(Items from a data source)
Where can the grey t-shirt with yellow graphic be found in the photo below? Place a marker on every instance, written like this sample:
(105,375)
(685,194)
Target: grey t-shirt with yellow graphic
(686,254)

==

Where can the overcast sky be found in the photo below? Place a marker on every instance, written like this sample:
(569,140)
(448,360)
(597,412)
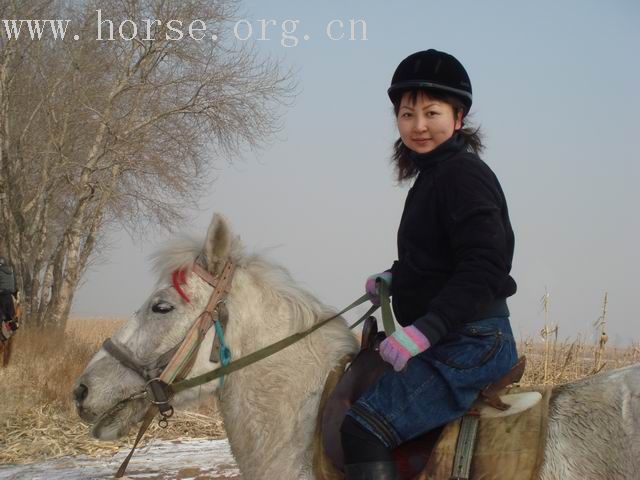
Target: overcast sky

...

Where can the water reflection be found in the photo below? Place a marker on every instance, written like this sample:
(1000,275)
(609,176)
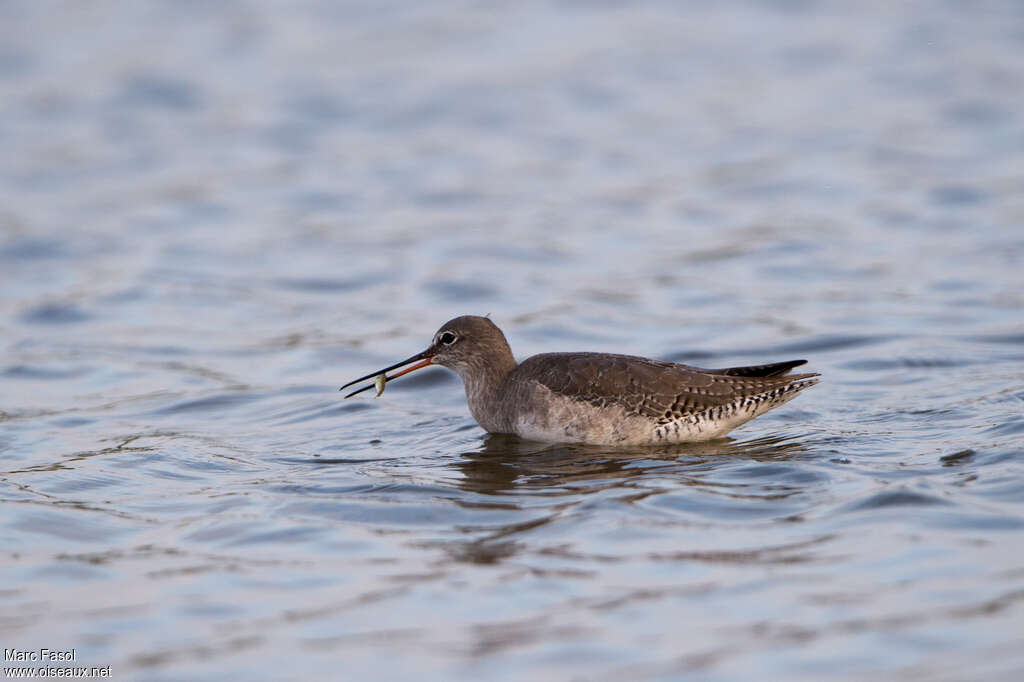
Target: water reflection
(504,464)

What you need to do
Looking at the data above, give the number of lines that include "instance"; add nothing else.

Task output
3